* START *
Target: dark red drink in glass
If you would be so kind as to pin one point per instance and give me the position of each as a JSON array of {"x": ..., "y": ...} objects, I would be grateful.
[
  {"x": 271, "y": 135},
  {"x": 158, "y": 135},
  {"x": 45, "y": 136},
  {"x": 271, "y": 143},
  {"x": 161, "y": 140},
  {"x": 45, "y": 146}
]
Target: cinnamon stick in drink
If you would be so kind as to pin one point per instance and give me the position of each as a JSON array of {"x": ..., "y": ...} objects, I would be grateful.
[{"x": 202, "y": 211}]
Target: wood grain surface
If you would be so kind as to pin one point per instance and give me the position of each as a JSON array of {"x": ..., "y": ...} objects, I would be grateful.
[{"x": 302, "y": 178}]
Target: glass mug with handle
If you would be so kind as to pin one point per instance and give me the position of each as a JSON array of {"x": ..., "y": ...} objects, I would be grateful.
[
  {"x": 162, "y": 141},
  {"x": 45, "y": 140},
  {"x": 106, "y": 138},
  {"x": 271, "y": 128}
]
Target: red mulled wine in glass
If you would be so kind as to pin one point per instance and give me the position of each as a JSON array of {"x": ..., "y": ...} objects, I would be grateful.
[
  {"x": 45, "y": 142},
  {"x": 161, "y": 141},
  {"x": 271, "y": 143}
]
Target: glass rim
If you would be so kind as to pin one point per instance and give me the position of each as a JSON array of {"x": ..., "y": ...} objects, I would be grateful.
* END *
EXERCISE DESCRIPTION ->
Copy every one of the records above word for word, keeping each line in its original order.

EXERCISE SOLUTION ->
Target: dark red drink in glass
If you would be so kind as to pin one point per instance and give me the position of each as a JSON array of {"x": ..., "y": ...} objects, I would be grateful.
[
  {"x": 271, "y": 135},
  {"x": 158, "y": 135},
  {"x": 45, "y": 136},
  {"x": 271, "y": 143},
  {"x": 161, "y": 140},
  {"x": 45, "y": 146}
]
Target: cinnamon stick in drink
If you would be so kind as to pin one point per instance and give me the position of each as a JSON array of {"x": ..., "y": ...} objects, I would be grateful.
[{"x": 202, "y": 211}]
Target: wood grain surface
If you would be so kind as to pin one point per instance and give me the position of each as a JSON array of {"x": ..., "y": ...} objects, I would be grateful.
[{"x": 302, "y": 178}]
Target: glass mug with handle
If you would be so kind as to pin one point per instance and give me the position of each as a JSON array of {"x": ..., "y": ...} objects, I would be grateful.
[
  {"x": 162, "y": 141},
  {"x": 45, "y": 140},
  {"x": 106, "y": 138},
  {"x": 271, "y": 128}
]
Target: red mulled wine in glass
If you would be so kind as to pin one point per instance and give me the position of each as a JSON array of {"x": ..., "y": ...} objects, I would be grateful.
[
  {"x": 45, "y": 142},
  {"x": 161, "y": 141},
  {"x": 271, "y": 143}
]
Target: glass rim
If you would be so kind as to pin one point per instance and give me the position of each as a JSON array of {"x": ..., "y": ...} objects, I would be grateful.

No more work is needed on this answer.